(Labeled-object pointing entries)

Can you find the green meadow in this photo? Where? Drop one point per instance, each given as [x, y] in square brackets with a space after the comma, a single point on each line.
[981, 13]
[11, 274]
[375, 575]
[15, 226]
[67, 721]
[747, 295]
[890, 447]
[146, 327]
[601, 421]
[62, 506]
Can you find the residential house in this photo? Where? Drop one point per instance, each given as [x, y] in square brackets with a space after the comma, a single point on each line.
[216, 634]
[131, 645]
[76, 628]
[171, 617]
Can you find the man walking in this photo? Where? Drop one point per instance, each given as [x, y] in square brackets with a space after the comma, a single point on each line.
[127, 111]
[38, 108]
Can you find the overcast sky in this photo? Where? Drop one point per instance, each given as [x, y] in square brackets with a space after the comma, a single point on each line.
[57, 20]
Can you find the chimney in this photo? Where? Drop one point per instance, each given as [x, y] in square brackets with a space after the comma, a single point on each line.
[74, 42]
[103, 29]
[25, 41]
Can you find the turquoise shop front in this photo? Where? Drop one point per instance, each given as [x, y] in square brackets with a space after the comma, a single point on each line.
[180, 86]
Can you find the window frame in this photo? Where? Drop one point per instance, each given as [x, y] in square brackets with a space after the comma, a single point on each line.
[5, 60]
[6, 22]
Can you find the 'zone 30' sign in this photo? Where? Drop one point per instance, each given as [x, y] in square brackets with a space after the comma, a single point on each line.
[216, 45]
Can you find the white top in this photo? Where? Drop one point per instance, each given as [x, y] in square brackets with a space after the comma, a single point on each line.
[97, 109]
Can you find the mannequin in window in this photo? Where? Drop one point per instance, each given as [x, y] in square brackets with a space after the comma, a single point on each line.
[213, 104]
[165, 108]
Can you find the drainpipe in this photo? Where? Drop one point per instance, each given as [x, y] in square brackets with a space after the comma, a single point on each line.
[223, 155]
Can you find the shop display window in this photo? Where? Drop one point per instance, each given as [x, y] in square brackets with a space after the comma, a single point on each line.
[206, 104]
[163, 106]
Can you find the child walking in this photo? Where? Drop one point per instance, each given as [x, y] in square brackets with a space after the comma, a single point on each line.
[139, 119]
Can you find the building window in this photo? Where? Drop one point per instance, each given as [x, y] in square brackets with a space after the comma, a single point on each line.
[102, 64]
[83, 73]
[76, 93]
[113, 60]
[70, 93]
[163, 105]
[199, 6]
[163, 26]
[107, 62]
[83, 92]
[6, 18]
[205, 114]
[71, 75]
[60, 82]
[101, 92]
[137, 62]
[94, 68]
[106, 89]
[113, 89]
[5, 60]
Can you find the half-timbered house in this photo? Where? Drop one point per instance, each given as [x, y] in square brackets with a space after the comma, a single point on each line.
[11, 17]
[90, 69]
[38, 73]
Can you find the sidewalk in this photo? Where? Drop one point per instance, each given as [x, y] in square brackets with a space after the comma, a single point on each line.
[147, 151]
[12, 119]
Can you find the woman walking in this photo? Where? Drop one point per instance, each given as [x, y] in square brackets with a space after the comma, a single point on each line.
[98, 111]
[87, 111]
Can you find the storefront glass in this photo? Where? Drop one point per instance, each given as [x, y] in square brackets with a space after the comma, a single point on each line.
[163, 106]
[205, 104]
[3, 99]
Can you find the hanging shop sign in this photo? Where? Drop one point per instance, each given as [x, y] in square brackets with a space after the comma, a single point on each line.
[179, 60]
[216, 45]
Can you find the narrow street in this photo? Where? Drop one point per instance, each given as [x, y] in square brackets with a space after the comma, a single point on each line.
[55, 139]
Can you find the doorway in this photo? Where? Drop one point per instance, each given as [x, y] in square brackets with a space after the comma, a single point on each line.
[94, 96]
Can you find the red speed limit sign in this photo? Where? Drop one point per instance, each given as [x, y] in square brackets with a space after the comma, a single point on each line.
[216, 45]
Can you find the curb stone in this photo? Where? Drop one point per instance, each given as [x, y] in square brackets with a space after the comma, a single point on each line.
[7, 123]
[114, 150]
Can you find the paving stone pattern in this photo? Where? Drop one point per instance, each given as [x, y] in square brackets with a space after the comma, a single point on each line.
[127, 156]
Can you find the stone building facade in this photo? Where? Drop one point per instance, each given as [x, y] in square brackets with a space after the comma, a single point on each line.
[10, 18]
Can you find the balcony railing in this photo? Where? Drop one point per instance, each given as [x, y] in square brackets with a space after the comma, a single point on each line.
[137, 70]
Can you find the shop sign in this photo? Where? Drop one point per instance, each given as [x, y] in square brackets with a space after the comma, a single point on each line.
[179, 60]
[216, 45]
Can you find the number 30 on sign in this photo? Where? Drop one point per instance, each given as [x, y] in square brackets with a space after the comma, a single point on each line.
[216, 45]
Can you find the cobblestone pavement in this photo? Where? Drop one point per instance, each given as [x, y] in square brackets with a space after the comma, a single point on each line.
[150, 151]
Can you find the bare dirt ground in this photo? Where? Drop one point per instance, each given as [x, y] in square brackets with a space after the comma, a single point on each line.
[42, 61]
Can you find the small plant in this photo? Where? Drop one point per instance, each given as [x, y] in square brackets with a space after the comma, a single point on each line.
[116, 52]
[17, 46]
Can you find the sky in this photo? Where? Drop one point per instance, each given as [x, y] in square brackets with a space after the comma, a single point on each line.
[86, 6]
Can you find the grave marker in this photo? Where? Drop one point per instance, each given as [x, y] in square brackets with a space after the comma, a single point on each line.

Task objective -> Update the listing by changing every "Drop" to "Place" and keeping all other text the same.

The answer ->
Can you find the green meadow in this photo? Where? Place one point per instance, each given as [x, y] in square brackets with a space after the comma, a single point on each line.
[981, 13]
[11, 274]
[375, 575]
[15, 226]
[67, 721]
[747, 295]
[890, 447]
[146, 327]
[601, 421]
[62, 506]
Can you find the residential house in this photo? Where? Place one point per instance, each given as [x, y] in square brackets with a space after the comma, a single point on each line.
[216, 634]
[131, 645]
[76, 628]
[171, 617]
Can you find the man walking in this photo? Where? Place one point per instance, each given as [x, y] in square brackets with a space after the comma, a single point on each line.
[127, 111]
[38, 108]
Can you find the overcast sky in this photo? Where? Place one point per instance, each given as [x, y] in square brackets with a space after the comma, a single point on each line.
[57, 20]
Can you find the chimney in this photo? Where? Place one point per instance, each given as [x, y] in square brackets with a space after the comma, a single point on each line.
[74, 42]
[103, 29]
[25, 41]
Can you find the turquoise shop front in this photo? Where? Place one point per instance, each given as [x, y] in square brackets with a space after the comma, a single point on each line.
[180, 86]
Can you find the window frame in this photo? Where? Place one point per instance, each given as [x, y] in square brackets with a space after the comma, a single point on each line.
[5, 60]
[6, 22]
Can you find the 'zone 30' sign in this photo? Where? Place one point per instance, each given as [x, y] in square brackets with a space after the comma, a single point on each line.
[216, 45]
Can you find the white top in this photo? Where? Place one point per instance, each given as [x, y] in square brackets with a space after the comma, a single point on each line.
[97, 109]
Can you find the mannequin in window in this photo? Where? Place one point per instance, each given as [x, y] in square brackets with a space after the comma, a single point on each line.
[213, 104]
[165, 108]
Can you find the drainpipe in this photo? Where? Place one point per instance, each given as [x, y] in square brackets with a space after the comma, a single point on each line.
[223, 155]
Can you find the shop display window in this photo? Where? Place one point per instance, each given as [x, y] in square brackets with a space after the comma, a single point on each line.
[206, 104]
[163, 106]
Can you find the child walking in this photo? Where? Place one point per instance, each given as [x, y] in square brackets with a space after the comma, a single point on each line.
[139, 119]
Can you find the building window in this photo? Where? Place one point per instance, each given as [x, y] in square brackets with a space after the comma, a single point on each line.
[102, 64]
[83, 73]
[76, 93]
[113, 60]
[70, 93]
[163, 105]
[199, 6]
[163, 26]
[107, 62]
[83, 92]
[6, 18]
[205, 114]
[71, 75]
[60, 82]
[101, 92]
[137, 62]
[94, 68]
[106, 89]
[113, 89]
[5, 60]
Can you find the half-timbered house in this photo? Where? Place one point per instance, each given as [x, y] in square brackets with a space after the comma, a single point on each line.
[11, 17]
[90, 69]
[38, 73]
Can you find the sidewalk in this photo? Where? Place one point per instance, each given as [x, y] in square brackets with a space after the comma, a single point on each line.
[147, 151]
[12, 119]
Can you find the woman walking in this photo? Where? Place one point per instance, each given as [x, y] in square brackets with a space after the comma, a single point on each line.
[98, 111]
[87, 111]
Can you find the storefront glass in this photo? Where? Place one point per instance, each given as [x, y] in square brackets with a space after the comma, a single point on each line.
[163, 106]
[205, 104]
[3, 99]
Can you find the hanging shop sign in this photo? Where? Place one point per instance, each given as [x, y] in square brackets with a space after the comma, a single point on each line.
[179, 60]
[216, 45]
Can you find the narrow street in this photo? Where? Place one point per instance, each given as [x, y] in square brackets with a space after the comma, a single point on each line.
[55, 139]
Can you find the doorway in this photo? Where? Place one point per instance, each given as [x, y] in square brackets with a space after the comma, a single point on each line.
[94, 96]
Can you find the red speed limit sign in this photo? Where? Place one point per instance, each given as [x, y] in square brackets with a space after the comma, a single point on each line.
[216, 45]
Can you find the curb stone in this photo? Where? Place one point per instance, each given as [x, y] in square brackets with a space after the comma, a single point on each line.
[7, 123]
[114, 150]
Can you find the paving stone pattern in this photo? Where? Place one point per instance, each given as [x, y] in square brackets with a space after the comma, a single point on each line.
[127, 156]
Can you find the stone building facade in this photo? Where? Place one point per instance, each given as [x, y] in square brackets with a space after the comma, a single point on each line.
[10, 18]
Can you find the balcony railing in this photo? Where? Place one point per instance, each given as [x, y] in square brackets with a space after the comma, a single point on each line.
[137, 70]
Can you find the shop sign in this photo? Where? Place one point per instance, each given as [x, y] in square brackets with a space after the comma, a single point on each line.
[179, 60]
[216, 45]
Can you find the number 30 on sign in this photo? Where? Place one point per instance, each given as [x, y] in square brackets with a space after the comma, a single point on each line.
[216, 45]
Can you find the cobblestone pavement in this photo? Where? Place one point per instance, each given as [x, y] in square brackets with a space after the comma, a single point on each line.
[150, 151]
Can you find the bare dirt ground in this photo? Where? Place one point per instance, each given as [x, y] in square brackets with a space after the comma, a single point on each line.
[42, 61]
Can you find the small plant in this photo? Where? Place one point per instance, each given as [x, y] in square brackets with a space after the comma, a single point on each line.
[116, 52]
[17, 46]
Can you find the sky in this photo? Where? Place one point per instance, each given as [x, y] in square brackets with a space after the comma, a single point on each line.
[86, 6]
Can you find the grave marker in this photo? Where? Place one point per instance, each given as [x, y] in square brackets with a space after the comma, a single point on each line.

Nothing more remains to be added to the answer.